-- Start MATERIAL PROVIDED --

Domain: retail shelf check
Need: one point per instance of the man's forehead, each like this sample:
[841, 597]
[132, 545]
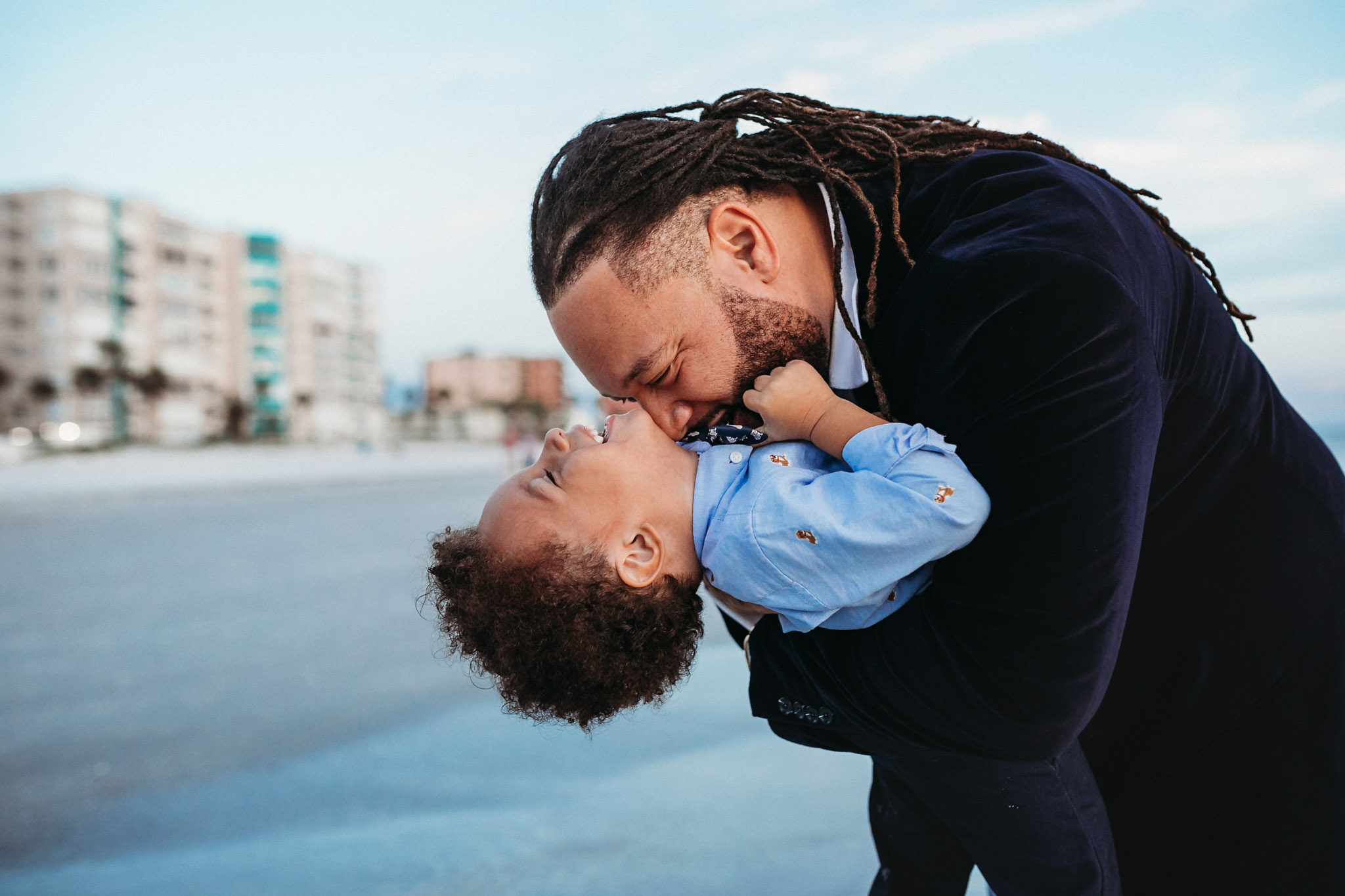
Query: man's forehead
[612, 335]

-- End MATERIAL PROVIDED --

== BRIEF ==
Convert every line of the rows above into a JSON list of strings, one string per line. Omit blank lines and leave the pictures out.

== OUTPUT OF THE TASK ==
[
  "Domain: retail shelf check",
  "Need: one point per instance of the man's forehead, each like this sample:",
  "[841, 597]",
  "[132, 545]",
  "Query: man's forehead",
  "[612, 335]"
]